Output all the rows below as a numbered list, omitting blank lines.

> [Task data]:
>> start

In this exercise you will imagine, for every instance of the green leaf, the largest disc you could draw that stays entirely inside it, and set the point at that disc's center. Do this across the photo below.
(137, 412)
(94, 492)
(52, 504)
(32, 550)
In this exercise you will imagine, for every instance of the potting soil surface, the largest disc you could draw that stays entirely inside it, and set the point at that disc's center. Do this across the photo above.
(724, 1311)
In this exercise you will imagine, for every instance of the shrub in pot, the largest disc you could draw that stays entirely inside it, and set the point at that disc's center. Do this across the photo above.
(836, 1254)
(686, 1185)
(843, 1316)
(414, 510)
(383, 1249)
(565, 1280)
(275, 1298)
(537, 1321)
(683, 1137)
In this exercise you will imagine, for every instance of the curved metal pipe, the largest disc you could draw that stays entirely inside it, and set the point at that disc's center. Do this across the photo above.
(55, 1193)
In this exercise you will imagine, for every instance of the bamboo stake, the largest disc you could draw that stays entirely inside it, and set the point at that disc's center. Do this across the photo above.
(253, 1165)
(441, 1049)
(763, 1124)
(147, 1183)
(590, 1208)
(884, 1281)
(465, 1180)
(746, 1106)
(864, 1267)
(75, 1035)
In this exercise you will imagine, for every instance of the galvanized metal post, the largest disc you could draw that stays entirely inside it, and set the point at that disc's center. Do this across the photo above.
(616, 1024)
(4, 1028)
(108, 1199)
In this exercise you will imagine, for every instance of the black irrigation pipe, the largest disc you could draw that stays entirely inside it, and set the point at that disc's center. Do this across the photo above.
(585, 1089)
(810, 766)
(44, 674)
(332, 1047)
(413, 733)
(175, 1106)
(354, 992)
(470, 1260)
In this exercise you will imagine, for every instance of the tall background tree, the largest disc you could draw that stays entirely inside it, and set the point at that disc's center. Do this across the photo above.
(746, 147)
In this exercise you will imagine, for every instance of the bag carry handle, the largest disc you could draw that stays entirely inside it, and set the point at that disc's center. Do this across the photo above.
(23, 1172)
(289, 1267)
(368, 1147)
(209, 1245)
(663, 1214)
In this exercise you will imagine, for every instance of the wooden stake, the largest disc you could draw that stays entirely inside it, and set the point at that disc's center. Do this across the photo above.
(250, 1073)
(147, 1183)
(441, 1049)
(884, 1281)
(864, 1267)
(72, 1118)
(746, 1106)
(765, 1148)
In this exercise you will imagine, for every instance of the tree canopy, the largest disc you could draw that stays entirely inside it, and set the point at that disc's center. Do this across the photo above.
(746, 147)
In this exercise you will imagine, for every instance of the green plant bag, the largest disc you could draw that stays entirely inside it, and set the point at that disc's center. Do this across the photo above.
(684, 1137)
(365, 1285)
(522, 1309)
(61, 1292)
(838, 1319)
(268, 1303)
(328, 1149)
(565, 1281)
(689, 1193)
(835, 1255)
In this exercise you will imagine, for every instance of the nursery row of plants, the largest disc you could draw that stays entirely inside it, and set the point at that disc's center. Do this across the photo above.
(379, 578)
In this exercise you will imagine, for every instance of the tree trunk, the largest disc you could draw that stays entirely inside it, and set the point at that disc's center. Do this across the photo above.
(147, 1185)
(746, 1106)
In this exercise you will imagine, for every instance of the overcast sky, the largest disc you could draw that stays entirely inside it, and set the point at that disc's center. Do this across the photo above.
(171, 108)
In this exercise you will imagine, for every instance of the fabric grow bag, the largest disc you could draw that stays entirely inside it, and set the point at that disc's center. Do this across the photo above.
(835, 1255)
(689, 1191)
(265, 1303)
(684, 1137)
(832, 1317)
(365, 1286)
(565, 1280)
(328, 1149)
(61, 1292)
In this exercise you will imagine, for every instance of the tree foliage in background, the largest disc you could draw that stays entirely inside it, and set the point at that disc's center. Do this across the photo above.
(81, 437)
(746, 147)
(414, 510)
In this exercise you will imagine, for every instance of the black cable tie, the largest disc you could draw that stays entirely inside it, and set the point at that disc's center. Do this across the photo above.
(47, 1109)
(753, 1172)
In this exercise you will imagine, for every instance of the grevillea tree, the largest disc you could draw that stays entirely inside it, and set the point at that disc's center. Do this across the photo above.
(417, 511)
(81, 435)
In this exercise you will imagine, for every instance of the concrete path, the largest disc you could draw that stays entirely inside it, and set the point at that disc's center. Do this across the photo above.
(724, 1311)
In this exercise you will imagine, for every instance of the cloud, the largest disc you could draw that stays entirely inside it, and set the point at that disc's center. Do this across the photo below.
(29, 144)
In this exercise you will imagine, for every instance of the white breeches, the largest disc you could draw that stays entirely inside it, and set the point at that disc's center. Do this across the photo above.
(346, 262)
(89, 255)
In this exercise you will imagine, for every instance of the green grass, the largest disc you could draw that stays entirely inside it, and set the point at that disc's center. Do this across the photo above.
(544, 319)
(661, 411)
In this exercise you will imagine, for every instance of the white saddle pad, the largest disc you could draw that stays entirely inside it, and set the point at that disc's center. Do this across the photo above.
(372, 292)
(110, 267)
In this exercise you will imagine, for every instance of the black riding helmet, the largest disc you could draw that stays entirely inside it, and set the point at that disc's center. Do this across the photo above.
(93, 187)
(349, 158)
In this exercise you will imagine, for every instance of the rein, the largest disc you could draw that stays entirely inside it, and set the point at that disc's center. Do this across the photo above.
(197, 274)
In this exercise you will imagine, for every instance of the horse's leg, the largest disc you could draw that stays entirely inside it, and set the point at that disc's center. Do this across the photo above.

>> end

> [The response]:
1. In this exercise you will imagine, for every instance of the green leaf, the largest disc you could draw that stays entirely inside it, and set the point at that disc's center. Do this across the photo below.
2. (137, 412)
3. (94, 492)
4. (52, 504)
5. (32, 550)
6. In this exercise you will imagine, for every instance of the potting soil surface, the largest disc you could draw that stays entirely inside it, and set the point at that disc's center. Do this across the photo above.
7. (724, 1311)
8. In this exercise you will imagine, for every instance of the shrub in pot, the largest disc you could draw that stays entirely inside it, and set the point at that disc's center. Do this across the photo above.
9. (836, 1254)
10. (686, 1185)
11. (843, 1316)
12. (414, 510)
13. (383, 1249)
14. (565, 1280)
15. (275, 1298)
16. (537, 1321)
17. (683, 1137)
18. In this exercise you will imagine, for every instance of the curved metal pipe, the largest disc you could draw that stays entirely inside it, and set the point at that disc's center. Do this across the photo above.
19. (55, 1193)
20. In this exercise you will imagine, for every instance of the bamboo stake, the largest disc you could draw that stays entirely inside it, and set the point at that disc's center. Do this across the photo above.
21. (253, 1165)
22. (441, 1049)
23. (763, 1124)
24. (147, 1183)
25. (590, 1208)
26. (884, 1281)
27. (465, 1180)
28. (746, 1106)
29. (864, 1267)
30. (75, 1035)
31. In this exercise you will imagine, for every instance of the galvanized metal post, the largest disc you could draw that stays entirely inside it, and set the point at that disc's center. Do this across the photo above.
32. (616, 1024)
33. (4, 1028)
34. (108, 1199)
35. In this exercise you will imagine, for every instance of the black irrigation pipe, the largest disc you could draw that stays entirely inside it, and set the point at that disc's center. Do this across the photo above.
36. (585, 1089)
37. (810, 766)
38. (44, 674)
39. (332, 1047)
40. (413, 733)
41. (175, 1106)
42. (354, 992)
43. (470, 1260)
44. In this exercise you will imagine, for every instance of the tall background tree, the largest disc you could draw that stays entirely inside it, and set the point at that disc's center. Do this across the photo above.
45. (746, 147)
46. In this exercise you will imagine, for every instance of the bag carry handle, the largest disc you could draw that stays entirely inside it, and set the point at that disc's center. Do this across the photo above.
47. (23, 1172)
48. (289, 1267)
49. (368, 1147)
50. (209, 1245)
51. (663, 1214)
52. In this exercise you will imagine, for every instance of the wooden stake, the largest disc you could draw that stays entirely inside it, and set the point at that disc's center. Do this across the photo above.
53. (250, 1073)
54. (147, 1183)
55. (441, 1049)
56. (884, 1281)
57. (864, 1267)
58. (72, 1118)
59. (746, 1106)
60. (765, 1148)
61. In this exercise you will imagine, for every instance of the tree canopy, the largest disc you could draw that stays entirely inside it, and set the point at that disc's center. Do this across the photo above.
62. (746, 147)
63. In this exercise you will imagine, for every instance of the green plant bag, the largest disc you could draw that stays entirely inside it, and set the point at that disc's center. Do this across the photo above.
64. (684, 1137)
65. (365, 1285)
66. (522, 1309)
67. (61, 1292)
68. (838, 1319)
69. (268, 1303)
70. (328, 1149)
71. (565, 1281)
72. (689, 1193)
73. (835, 1255)
74. In this exercise you will imagine, for every instance of the nursery row of plants, the largest disc you could draw that stays entirely inside it, and set the point at that disc's center. Do this across the photo above.
75. (379, 578)
76. In this exercise you will imagine, for every instance of the tree trunk, the largest disc you could draw that stays entirely inside it, and set the point at that disc's center. Do this across the photo above.
77. (147, 1185)
78. (746, 1106)
79. In this exercise you will imagine, for every instance of the overcast sky, the largest disc you could draw that stays entirely inside it, and set the point at that disc's center. Do this across the photo above.
80. (171, 108)
81. In this exercise you will imagine, for every instance of the fabric grow bag, the largest disc you could draw that stays entirely inside it, and set the point at that disc's center. Do this across the photo above.
82. (835, 1255)
83. (689, 1191)
84. (265, 1303)
85. (684, 1137)
86. (832, 1317)
87. (365, 1286)
88. (565, 1280)
89. (328, 1149)
90. (61, 1292)
91. In this exercise you will imagine, for every instance of the tree foliage in background, the largest disc you could draw that stays entirely inside it, and set the point at that disc's center. Do this across the photo above.
92. (81, 437)
93. (746, 147)
94. (414, 510)
95. In this exercise you will imagine, for every instance of the black cable tie, the largest disc you could draw that stays entirely inside it, and set the point at that disc's center. Do this across the photo above.
96. (47, 1109)
97. (753, 1172)
98. In this exercise you will imagine, for every instance of the grevillea tree, the largest disc you could draw that stays entirely inside it, and set the point at that disc's center. Do this across the photo above.
99. (417, 511)
100. (81, 435)
101. In this exercise you will imagine, for every instance of the concrete path, the largest disc you could draw that stays entirely inside it, and set the point at that disc's center. Do this across the photo above.
102. (724, 1311)
103. In this exercise you will imagine, for every instance of the cloud, the largest disc you could draw that stays entirely inside it, and set the point at that disc's center. Do this across the photo below.
104. (29, 144)
105. In this exercise you will imagine, for every instance of the white breeches, the largest disc you could draw that stays entirely inside it, and set the point at that disc's center. Do this across the photo above.
106. (346, 262)
107. (89, 255)
108. In this exercise you will imagine, for every instance of the green grass, the largest disc you could draw that stays entirely inside it, and set the point at that disc's center. Do this across the photo above.
109. (544, 319)
110. (661, 411)
111. In this exercise you will imagine, for every instance of the white saddle pad, the largest disc you could draw that stays entirely inside it, and set the point at that disc's center. Do this across the photo above.
112. (372, 292)
113. (110, 267)
114. In this exercise you will imagine, for every instance of the black riding helmet, the largest disc you could draw that stays entirely inside it, and set the point at that disc's center. Do this across the photo above.
115. (93, 187)
116. (349, 158)
117. In this exercise you will imagine, for every instance of the rein, the largest disc you could draw that stays entirely inside it, and set the point at that disc's center. Do this across the photo above.
118. (197, 274)
119. In this exercise you will imagine, for every instance of the horse's leg, the largest disc you could draw that stays entirely inside it, and set the point at that disc's center. Do this across the photo above.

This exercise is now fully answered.